**SUPPLIED TEXT:**
Prof. Sophia Roosth, history of science, Harvard University, spoke in Kaufmann Auditorium Thursday about the limits of the biological and how we define life in a new age of science, which defy typical expectations and definitions of life.
Prof. Sophia Roosth, history of science, Harvard University, speaks about the way we understand and define life in Kaufmann Auditorium Thursday. (Brittney Chew / Sun News Photography Editor)
The lecture, titled “Unlikely Life: Interrogating the Limits of the Biological,” focused on several examples of “unlikely life,” such as the development of the T7.1 virus. Led by Prof. Drew Endy of MIT, synthetic biologists developed this virus in order to better understand the T7 virus, Roosth said.
“Instead of trying to rebuild the model, Endy’s team wanted to rebuild the phage to be more understandable,” Roosth said. “That’s a symptom of the move to manufacture in the life sciences — comprehensibility becomes a design principle, and making becomes a form of inquiry. Knowledge about how life works is furthered not by experimenting on life, but by making new forms of it.”

**DATASET ENTRIES:**
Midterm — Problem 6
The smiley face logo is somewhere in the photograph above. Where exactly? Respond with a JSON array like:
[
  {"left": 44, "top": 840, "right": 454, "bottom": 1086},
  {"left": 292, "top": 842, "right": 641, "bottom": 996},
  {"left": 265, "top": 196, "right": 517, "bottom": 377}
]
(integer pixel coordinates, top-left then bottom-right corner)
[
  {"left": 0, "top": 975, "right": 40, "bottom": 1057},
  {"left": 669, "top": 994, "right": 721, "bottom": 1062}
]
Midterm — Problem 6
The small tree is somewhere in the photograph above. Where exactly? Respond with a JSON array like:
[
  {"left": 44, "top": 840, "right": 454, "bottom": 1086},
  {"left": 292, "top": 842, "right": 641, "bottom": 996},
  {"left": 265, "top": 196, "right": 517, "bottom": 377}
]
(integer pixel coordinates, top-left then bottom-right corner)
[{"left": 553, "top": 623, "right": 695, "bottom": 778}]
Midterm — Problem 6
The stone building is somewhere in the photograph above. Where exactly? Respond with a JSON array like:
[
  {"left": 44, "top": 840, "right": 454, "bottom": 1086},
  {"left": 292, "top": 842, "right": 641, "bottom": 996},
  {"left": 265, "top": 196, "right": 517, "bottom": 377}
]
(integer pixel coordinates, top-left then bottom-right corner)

**TASKS FOR THIS EXERCISE:**
1 – Name every person the article about the "Unlikely Life" lecture identifies by name.
2 – Resume the article about the "Unlikely Life" lecture, picking up right after its final sentence.
The records were drawn from a separate source and have no connection to the article above them.

**ACTIVITY ANSWERS:**
1 – Sophia Roosth, Brittney Chew, Drew Endy

2 –
As synthetic biology methods become more ingrained in modern science, scientists are constructing a more complex definition of life which encompasses a more diverse set of organisms, according to Roosth.
“I call these objects of synthetic biology including T7.1 persuasive objects,” Roosth said. “Such living things do not simply exemplify what life is or what it might next become, they are vital manifestations of theories that simultaneously convince and compel synthetic biologists to redefine life itself as a much [something] broader.”
According to Roosth, defining the origins of life is complex, as the term “life” itself has recently taken on an increasingly malleable identity.
“Life, in short, is something that gets made,” Roosth said. “The unlikely lives born by synthetic biologists grow, mutate, metabolize and divide, yet they also speak eloquently of nature and artifice, of analysis and synthesis, of life and its limits.”
Roosth said the extremely resilient tardigrade, a microscopic eight-legged aquatic extremophile is also an example of unlikely life, which he said has proliferated in almost every terrestrial ecological niche. Biologists have subjected these organisms to many extreme conditions in order to test the tardigrades’ durability, according to Roosth. These tardigrades survive extreme conditions through a process unique to their species and divergent from the typical conception of life.
“The reason that tardigrades can endure such extremes is that when exposed to such conditions they enter a state of suspended animation,” Roosth said. “What that means is that they are pausing their metabolism until they appear as if dead.”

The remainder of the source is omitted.